Copy out all the rows below, swapping "pointer" for "marker" wherever it occurs and keeping everything else unchanged.

####

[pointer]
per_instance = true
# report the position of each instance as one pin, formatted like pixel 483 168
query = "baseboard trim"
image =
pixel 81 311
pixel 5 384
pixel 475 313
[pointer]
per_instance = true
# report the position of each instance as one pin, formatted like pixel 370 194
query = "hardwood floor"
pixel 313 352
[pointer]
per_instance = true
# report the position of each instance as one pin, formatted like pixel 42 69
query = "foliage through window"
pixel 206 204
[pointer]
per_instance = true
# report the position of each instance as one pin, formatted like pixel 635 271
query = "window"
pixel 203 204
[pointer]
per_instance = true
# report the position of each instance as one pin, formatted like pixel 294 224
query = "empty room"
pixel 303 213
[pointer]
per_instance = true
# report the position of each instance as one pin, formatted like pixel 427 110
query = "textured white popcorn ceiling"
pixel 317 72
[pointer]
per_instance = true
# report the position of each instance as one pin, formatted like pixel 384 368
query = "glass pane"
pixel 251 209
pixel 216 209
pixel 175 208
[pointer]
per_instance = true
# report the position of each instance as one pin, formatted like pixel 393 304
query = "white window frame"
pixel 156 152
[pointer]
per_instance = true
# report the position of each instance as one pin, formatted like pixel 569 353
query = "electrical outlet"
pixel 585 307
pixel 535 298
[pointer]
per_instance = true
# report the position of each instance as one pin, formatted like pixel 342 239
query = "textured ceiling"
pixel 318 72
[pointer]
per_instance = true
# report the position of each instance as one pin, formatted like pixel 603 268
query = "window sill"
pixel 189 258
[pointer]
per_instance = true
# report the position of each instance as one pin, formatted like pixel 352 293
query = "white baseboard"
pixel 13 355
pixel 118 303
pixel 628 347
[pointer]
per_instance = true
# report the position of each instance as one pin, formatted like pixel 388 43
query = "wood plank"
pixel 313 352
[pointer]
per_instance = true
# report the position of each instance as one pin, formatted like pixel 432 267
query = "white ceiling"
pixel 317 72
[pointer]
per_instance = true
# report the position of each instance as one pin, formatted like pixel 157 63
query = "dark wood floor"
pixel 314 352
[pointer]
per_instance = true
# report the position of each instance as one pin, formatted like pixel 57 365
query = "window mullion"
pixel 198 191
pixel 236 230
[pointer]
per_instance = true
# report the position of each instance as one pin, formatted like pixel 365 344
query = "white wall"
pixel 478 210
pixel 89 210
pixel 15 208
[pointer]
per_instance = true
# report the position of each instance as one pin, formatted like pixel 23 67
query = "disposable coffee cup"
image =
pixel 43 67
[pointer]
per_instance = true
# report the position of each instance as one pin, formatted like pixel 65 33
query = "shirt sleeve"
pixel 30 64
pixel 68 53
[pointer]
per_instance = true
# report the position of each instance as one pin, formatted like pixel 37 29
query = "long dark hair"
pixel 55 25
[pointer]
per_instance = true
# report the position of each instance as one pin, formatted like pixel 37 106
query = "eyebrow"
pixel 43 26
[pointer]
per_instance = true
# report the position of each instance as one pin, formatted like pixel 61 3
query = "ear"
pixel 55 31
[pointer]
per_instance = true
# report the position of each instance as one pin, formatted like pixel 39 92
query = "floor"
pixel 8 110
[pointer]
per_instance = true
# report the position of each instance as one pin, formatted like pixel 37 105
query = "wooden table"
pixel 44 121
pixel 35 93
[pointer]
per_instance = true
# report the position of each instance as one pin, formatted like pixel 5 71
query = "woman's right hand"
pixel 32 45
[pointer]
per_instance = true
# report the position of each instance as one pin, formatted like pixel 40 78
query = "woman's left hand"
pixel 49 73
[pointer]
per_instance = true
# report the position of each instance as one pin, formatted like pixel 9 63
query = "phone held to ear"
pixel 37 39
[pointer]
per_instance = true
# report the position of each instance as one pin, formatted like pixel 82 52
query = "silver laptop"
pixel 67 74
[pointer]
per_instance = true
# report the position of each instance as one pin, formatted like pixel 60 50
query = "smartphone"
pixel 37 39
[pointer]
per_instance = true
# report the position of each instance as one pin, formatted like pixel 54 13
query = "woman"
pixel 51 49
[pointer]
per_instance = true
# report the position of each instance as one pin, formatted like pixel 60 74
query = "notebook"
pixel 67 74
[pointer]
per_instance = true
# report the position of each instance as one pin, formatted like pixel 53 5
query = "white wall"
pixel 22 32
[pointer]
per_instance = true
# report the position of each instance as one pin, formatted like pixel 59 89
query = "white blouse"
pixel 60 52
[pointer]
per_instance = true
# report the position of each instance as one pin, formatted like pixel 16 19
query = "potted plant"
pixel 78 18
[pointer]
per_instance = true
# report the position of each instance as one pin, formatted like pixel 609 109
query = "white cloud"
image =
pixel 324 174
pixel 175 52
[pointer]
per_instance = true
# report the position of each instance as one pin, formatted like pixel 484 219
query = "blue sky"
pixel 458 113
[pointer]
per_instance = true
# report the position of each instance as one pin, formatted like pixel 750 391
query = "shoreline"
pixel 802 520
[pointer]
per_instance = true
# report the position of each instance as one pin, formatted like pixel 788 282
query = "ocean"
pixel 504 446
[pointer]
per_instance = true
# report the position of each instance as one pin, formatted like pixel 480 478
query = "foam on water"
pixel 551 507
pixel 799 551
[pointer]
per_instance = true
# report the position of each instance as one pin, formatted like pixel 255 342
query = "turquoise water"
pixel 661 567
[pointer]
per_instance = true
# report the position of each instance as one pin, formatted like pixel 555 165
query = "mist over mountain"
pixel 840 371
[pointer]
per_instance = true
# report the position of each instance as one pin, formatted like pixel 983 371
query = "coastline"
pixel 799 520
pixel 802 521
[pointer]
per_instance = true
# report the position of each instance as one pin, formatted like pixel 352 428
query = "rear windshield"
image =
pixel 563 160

####

» SOLUTION TO THE EXERCISE:
[marker]
per_instance = true
# report the position of each instance as one pin, formatted like pixel 483 168
query = "baseboard trim"
image =
pixel 81 311
pixel 5 384
pixel 475 313
[marker]
per_instance = true
# report the position of each instance as one pin, formatted like pixel 370 194
query = "hardwood floor"
pixel 313 352
[marker]
per_instance = true
# report the position of each instance as one pin, formatted like pixel 42 69
query = "foliage through window"
pixel 206 204
[marker]
per_instance = true
# report the position of each instance as one pin, formatted like pixel 635 271
query = "window"
pixel 203 204
[marker]
per_instance = true
# report the position of each instance as one pin, formatted like pixel 294 224
query = "empty room"
pixel 303 213
[marker]
per_instance = true
# report the position of each instance as one pin, formatted like pixel 427 110
query = "textured white popcorn ceiling"
pixel 317 72
[marker]
per_instance = true
# report the position of each instance as one pin, formatted like pixel 384 368
query = "glass pane"
pixel 251 209
pixel 216 209
pixel 175 208
[marker]
per_instance = true
# report the position of each instance as one pin, formatted like pixel 393 304
query = "white window frame"
pixel 156 152
[marker]
per_instance = true
# report the position of each instance as one pin, formatted like pixel 569 353
query = "electrical outlet"
pixel 585 307
pixel 535 298
[marker]
per_instance = true
# report the position of each instance as one pin, formatted like pixel 342 239
query = "textured ceiling"
pixel 318 72
[marker]
per_instance = true
# report the position of each instance as one pin, formatted like pixel 603 268
query = "window sill"
pixel 189 258
[marker]
per_instance = true
# report the position of each instance as one pin, formatted like pixel 352 293
query = "white baseboard"
pixel 13 355
pixel 118 303
pixel 628 347
[marker]
per_instance = true
# report the position of each instance as one pin, formatted like pixel 388 43
query = "wood plank"
pixel 313 352
[marker]
per_instance = true
# report the position of each instance as one pin, formatted like pixel 432 267
query = "white ceiling"
pixel 317 72
[marker]
per_instance = true
# report the position of each instance as one pin, formatted like pixel 157 63
query = "dark wood floor"
pixel 314 352
[marker]
per_instance = true
# report the position of each instance as one pin, formatted like pixel 57 365
query = "window mullion"
pixel 198 191
pixel 236 230
[marker]
per_instance = true
# report the position of each instance as one pin, formatted like pixel 365 344
query = "white wall"
pixel 478 210
pixel 89 210
pixel 15 208
[marker]
per_instance = true
# report the position of each instance as one pin, formatted like pixel 23 67
query = "disposable coffee cup"
image =
pixel 43 67
[marker]
per_instance = true
# report the position of each instance as one pin, formatted like pixel 65 33
query = "shirt sleeve"
pixel 30 64
pixel 68 53
[marker]
per_instance = true
# report the position of each instance as one pin, formatted like pixel 37 29
query = "long dark hair"
pixel 55 25
[marker]
per_instance = true
# report the position of each instance as one pin, formatted like pixel 37 106
query = "eyebrow"
pixel 43 26
[marker]
per_instance = true
# report the position of each instance as one pin, formatted like pixel 61 3
query = "ear"
pixel 55 31
[marker]
per_instance = true
# report the position of each instance as one pin, formatted like pixel 39 92
query = "floor"
pixel 8 110
[marker]
per_instance = true
# report the position of each instance as one pin, formatted like pixel 37 105
query = "wooden table"
pixel 44 121
pixel 35 93
[marker]
per_instance = true
# report the position of each instance as one pin, formatted like pixel 5 71
query = "woman's right hand"
pixel 32 45
[marker]
per_instance = true
# report the position of each instance as one pin, formatted like pixel 40 78
query = "woman's left hand"
pixel 49 73
[marker]
per_instance = true
# report the position of each instance as one pin, formatted like pixel 9 63
query = "phone held to ear"
pixel 37 39
[marker]
per_instance = true
# report the position of each instance as one pin, formatted like pixel 82 52
query = "silver laptop"
pixel 67 74
[marker]
per_instance = true
# report the position of each instance as one pin, formatted like pixel 60 50
query = "smartphone"
pixel 37 39
[marker]
per_instance = true
# report the position of each instance as one pin, formatted like pixel 54 13
query = "woman"
pixel 51 49
[marker]
per_instance = true
# report the position of each instance as one pin, formatted like pixel 60 74
query = "notebook"
pixel 67 74
[marker]
per_instance = true
# report the position of each instance as one pin, formatted like pixel 53 5
query = "white wall"
pixel 22 32
[marker]
per_instance = true
# report the position of each instance as one pin, formatted like pixel 59 89
query = "white blouse"
pixel 60 52
[marker]
per_instance = true
# report the position of each instance as one pin, formatted like pixel 16 19
query = "potted plant"
pixel 78 18
[marker]
per_instance = true
# report the position of each instance as one pin, formatted like pixel 609 109
query = "white cloud"
image =
pixel 324 174
pixel 175 52
[marker]
per_instance = true
# report the position of each instance as one pin, formatted like pixel 484 219
query = "blue sky"
pixel 458 113
[marker]
per_instance = true
# report the position of each instance as one pin, formatted like pixel 750 391
query = "shoreline"
pixel 802 520
[marker]
per_instance = true
# report the position of each instance as one pin, formatted like pixel 788 282
query = "ocean"
pixel 504 446
[marker]
per_instance = true
# report the position of each instance as one pin, formatted like pixel 480 478
query = "foam on water"
pixel 551 507
pixel 799 551
[marker]
per_instance = true
# report the position of each instance as one pin, formatted like pixel 255 342
query = "turquoise water"
pixel 661 567
[marker]
per_instance = true
# report the position of each instance as one pin, formatted like pixel 555 165
query = "mist over mountain"
pixel 840 371
[marker]
per_instance = true
# report the position of each instance as one pin, formatted like pixel 983 371
query = "coastline"
pixel 799 520
pixel 802 521
[marker]
per_instance = true
# report the position of each instance as one pin, formatted like pixel 352 428
query = "rear windshield"
image =
pixel 563 160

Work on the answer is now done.